TASK
Only one stretch of the data below is needed. Output the lines from the one with "Task: a point for each instance of the pastry" up to and including the one with "pixel 662 46", exactly as they stand.

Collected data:
──────────

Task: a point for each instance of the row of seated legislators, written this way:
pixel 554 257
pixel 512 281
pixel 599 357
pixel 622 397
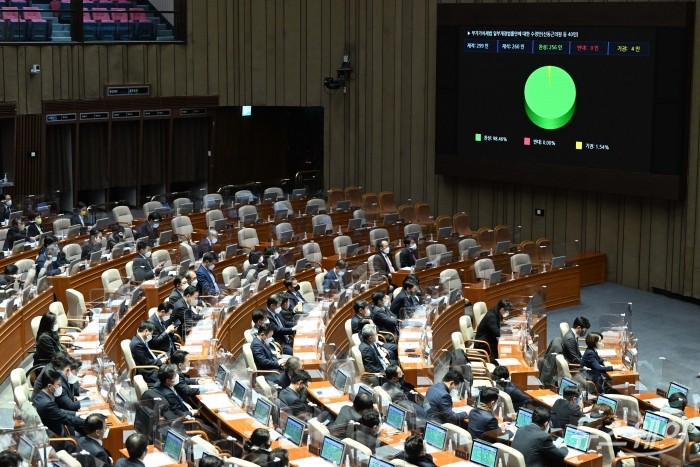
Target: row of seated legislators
pixel 460 403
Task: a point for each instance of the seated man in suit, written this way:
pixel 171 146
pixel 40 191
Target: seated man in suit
pixel 162 338
pixel 137 447
pixel 262 354
pixel 438 402
pixel 206 244
pixel 142 353
pixel 571 350
pixel 52 416
pixel 143 266
pixel 96 430
pixel 409 254
pixel 535 443
pixel 334 279
pixel 149 228
pixel 294 395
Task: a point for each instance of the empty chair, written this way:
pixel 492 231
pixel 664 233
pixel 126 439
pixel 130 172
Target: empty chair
pixel 248 238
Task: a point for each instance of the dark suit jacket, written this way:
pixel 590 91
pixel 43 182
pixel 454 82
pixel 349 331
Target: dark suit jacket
pixel 143 268
pixel 481 421
pixel 408 257
pixel 571 351
pixel 95 449
pixel 264 359
pixel 54 417
pixel 537 447
pixel 565 413
pixel 438 405
pixel 370 358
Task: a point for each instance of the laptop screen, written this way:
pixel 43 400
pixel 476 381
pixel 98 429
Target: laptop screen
pixel 577 439
pixel 655 423
pixel 435 436
pixel 524 418
pixel 173 445
pixel 395 416
pixel 294 430
pixel 483 454
pixel 332 450
pixel 607 401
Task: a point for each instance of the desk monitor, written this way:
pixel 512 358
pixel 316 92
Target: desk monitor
pixel 612 403
pixel 332 450
pixel 173 444
pixel 558 262
pixel 445 232
pixel 351 249
pixel 675 387
pixel 577 439
pixel 566 382
pixel 435 436
pixel 655 423
pixel 341 380
pixel 391 218
pixel 262 411
pixel 354 224
pixel 421 263
pixel 286 236
pixel 483 453
pixel 294 430
pixel 524 417
pixel 503 247
pixel 238 394
pixel 395 417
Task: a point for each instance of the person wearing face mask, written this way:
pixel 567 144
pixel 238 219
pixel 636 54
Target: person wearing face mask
pixel 47 339
pixel 150 228
pixel 335 278
pixel 162 339
pixel 571 350
pixel 96 430
pixel 438 401
pixel 92 245
pixel 282 330
pixel 206 244
pixel 535 444
pixel 142 353
pixel 592 364
pixel 142 265
pixel 489 329
pixel 52 416
pixel 409 254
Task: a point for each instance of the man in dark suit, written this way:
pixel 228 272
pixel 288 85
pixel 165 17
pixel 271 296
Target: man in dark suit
pixel 294 395
pixel 149 228
pixel 206 244
pixel 162 338
pixel 143 266
pixel 95 431
pixel 489 329
pixel 571 350
pixel 142 353
pixel 409 254
pixel 283 332
pixel 438 402
pixel 52 416
pixel 334 279
pixel 137 447
pixel 535 444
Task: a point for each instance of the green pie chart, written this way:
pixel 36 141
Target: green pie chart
pixel 550 97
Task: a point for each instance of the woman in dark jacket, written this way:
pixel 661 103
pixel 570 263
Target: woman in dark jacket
pixel 592 362
pixel 47 341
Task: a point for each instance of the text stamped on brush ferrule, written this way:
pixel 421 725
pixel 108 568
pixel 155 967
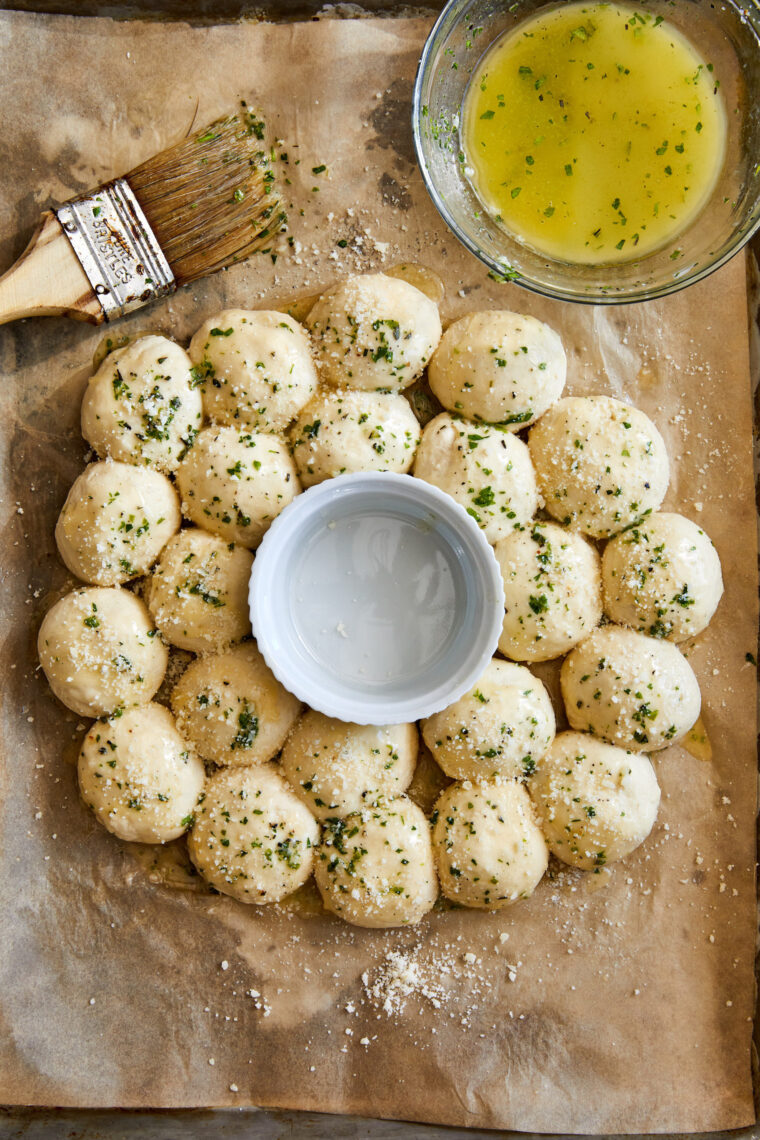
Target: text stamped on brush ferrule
pixel 116 249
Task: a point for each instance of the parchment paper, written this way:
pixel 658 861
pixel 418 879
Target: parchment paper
pixel 619 1003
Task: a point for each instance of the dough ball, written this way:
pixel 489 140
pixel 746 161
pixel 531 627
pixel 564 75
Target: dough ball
pixel 198 592
pixel 252 838
pixel 501 727
pixel 631 690
pixel 99 651
pixel 499 367
pixel 601 464
pixel 337 767
pixel 374 332
pixel 139 776
pixel 553 592
pixel 231 707
pixel 254 367
pixel 596 803
pixel 116 521
pixel 489 849
pixel 235 483
pixel 487 471
pixel 375 868
pixel 141 405
pixel 349 431
pixel 662 577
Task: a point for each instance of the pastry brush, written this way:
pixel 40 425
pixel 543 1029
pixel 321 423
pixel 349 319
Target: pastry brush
pixel 198 206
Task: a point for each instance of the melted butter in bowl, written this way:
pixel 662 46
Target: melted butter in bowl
pixel 594 132
pixel 602 153
pixel 375 599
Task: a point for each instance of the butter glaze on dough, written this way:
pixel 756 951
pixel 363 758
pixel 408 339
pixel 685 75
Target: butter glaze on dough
pixel 253 839
pixel 99 652
pixel 231 707
pixel 499 367
pixel 374 332
pixel 255 368
pixel 489 848
pixel 235 483
pixel 501 727
pixel 115 522
pixel 485 470
pixel 141 405
pixel 139 776
pixel 597 803
pixel 337 767
pixel 198 592
pixel 349 431
pixel 375 868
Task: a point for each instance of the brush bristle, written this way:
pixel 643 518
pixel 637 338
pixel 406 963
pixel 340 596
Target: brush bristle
pixel 211 200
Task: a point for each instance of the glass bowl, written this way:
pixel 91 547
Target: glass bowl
pixel 724 33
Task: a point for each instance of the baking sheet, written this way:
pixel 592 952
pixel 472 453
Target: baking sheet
pixel 618 1003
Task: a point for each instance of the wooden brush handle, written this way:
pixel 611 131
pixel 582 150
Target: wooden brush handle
pixel 48 281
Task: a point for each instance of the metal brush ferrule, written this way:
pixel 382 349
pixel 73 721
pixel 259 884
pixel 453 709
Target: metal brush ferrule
pixel 116 249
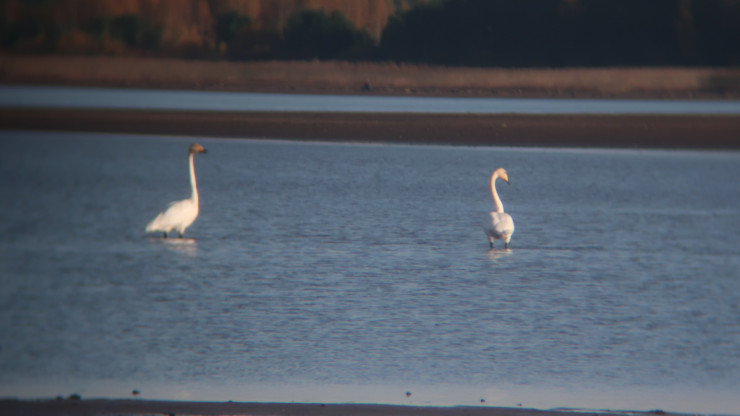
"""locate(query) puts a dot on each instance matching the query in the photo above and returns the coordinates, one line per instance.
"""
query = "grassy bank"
(370, 78)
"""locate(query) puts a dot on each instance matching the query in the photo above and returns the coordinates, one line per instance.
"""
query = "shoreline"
(714, 132)
(370, 78)
(12, 407)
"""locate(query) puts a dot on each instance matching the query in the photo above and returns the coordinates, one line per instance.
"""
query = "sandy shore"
(383, 78)
(141, 407)
(634, 131)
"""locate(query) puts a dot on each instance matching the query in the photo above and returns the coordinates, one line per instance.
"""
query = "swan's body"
(180, 214)
(500, 226)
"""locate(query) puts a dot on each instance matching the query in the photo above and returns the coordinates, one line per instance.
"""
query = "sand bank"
(140, 407)
(634, 131)
(382, 78)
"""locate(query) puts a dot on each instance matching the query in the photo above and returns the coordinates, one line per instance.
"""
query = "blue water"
(333, 272)
(77, 97)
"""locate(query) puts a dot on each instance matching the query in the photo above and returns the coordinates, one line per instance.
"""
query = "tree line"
(500, 33)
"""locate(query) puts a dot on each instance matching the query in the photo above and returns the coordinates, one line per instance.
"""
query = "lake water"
(117, 98)
(355, 273)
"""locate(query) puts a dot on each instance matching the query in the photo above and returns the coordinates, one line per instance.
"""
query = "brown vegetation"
(370, 78)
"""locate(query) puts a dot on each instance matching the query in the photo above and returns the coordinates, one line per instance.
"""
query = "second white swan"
(180, 214)
(500, 226)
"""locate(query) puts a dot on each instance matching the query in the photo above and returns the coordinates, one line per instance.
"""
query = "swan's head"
(501, 173)
(196, 148)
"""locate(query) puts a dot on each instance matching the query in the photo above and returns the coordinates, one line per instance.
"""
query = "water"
(112, 98)
(333, 272)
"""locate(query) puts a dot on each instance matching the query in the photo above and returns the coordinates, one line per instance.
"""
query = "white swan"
(500, 226)
(180, 214)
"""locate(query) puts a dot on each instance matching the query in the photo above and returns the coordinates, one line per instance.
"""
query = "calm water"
(77, 97)
(330, 272)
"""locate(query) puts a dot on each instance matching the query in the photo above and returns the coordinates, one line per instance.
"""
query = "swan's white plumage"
(500, 226)
(180, 214)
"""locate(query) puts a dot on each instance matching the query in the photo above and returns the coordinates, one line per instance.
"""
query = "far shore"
(619, 131)
(631, 131)
(370, 78)
(148, 407)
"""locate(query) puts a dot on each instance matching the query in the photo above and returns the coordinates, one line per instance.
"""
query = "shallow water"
(118, 98)
(337, 272)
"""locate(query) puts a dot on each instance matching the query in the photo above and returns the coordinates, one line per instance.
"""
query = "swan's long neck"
(496, 199)
(193, 182)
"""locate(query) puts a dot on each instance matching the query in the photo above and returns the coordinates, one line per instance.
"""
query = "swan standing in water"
(180, 214)
(500, 226)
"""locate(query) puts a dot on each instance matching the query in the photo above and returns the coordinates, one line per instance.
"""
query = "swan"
(180, 214)
(500, 226)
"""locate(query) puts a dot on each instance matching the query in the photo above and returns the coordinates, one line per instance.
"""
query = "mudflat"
(639, 131)
(141, 407)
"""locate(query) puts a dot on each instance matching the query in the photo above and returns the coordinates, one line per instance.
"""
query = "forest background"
(479, 33)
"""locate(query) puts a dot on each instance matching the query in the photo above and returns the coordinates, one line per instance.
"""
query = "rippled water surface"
(331, 272)
(118, 98)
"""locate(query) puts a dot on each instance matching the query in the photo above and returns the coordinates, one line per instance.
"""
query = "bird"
(180, 214)
(500, 226)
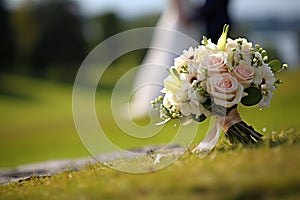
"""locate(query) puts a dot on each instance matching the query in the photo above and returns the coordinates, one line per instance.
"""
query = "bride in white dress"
(152, 72)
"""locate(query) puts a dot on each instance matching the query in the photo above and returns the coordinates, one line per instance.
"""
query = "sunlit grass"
(267, 171)
(36, 121)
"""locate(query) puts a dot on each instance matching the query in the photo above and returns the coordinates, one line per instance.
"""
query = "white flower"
(238, 49)
(265, 101)
(264, 76)
(225, 89)
(244, 73)
(215, 62)
(186, 57)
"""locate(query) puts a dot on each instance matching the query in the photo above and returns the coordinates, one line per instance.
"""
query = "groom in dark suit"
(215, 14)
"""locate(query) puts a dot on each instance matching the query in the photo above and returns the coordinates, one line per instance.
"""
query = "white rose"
(244, 73)
(215, 63)
(264, 76)
(225, 89)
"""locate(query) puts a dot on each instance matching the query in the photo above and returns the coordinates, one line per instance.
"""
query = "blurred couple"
(184, 16)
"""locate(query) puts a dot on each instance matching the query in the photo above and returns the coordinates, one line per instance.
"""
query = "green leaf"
(222, 40)
(254, 96)
(205, 41)
(275, 65)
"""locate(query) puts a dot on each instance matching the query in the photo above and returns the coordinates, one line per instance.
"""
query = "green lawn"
(268, 171)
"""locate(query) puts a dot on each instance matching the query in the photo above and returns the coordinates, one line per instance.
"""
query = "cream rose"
(244, 73)
(225, 89)
(215, 63)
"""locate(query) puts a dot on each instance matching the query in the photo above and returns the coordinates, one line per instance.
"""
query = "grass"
(36, 124)
(268, 171)
(36, 121)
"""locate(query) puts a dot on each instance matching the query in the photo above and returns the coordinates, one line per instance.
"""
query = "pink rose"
(225, 89)
(244, 73)
(214, 63)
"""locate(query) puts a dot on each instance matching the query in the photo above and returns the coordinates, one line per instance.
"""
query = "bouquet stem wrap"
(235, 130)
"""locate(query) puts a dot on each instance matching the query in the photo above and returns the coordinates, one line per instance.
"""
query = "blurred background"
(43, 42)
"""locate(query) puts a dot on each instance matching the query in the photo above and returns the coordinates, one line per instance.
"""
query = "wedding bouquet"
(211, 80)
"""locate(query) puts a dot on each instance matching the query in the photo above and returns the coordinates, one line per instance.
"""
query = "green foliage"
(254, 96)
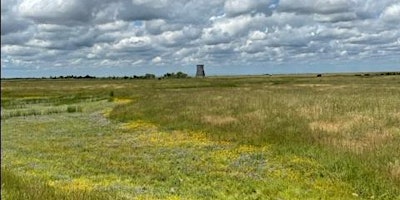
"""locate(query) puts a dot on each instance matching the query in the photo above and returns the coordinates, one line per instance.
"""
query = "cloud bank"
(101, 37)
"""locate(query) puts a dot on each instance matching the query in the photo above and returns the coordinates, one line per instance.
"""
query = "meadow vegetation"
(265, 137)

──────────

TASK SOLUTION
Task: a point for each instance of the pastry brush, written this way:
pixel 40 425
pixel 543 1029
pixel 321 423
pixel 349 319
Target: pastry brush
pixel 198 206
Task: a point for each instance of the melted butter in bowl, written this way:
pixel 662 46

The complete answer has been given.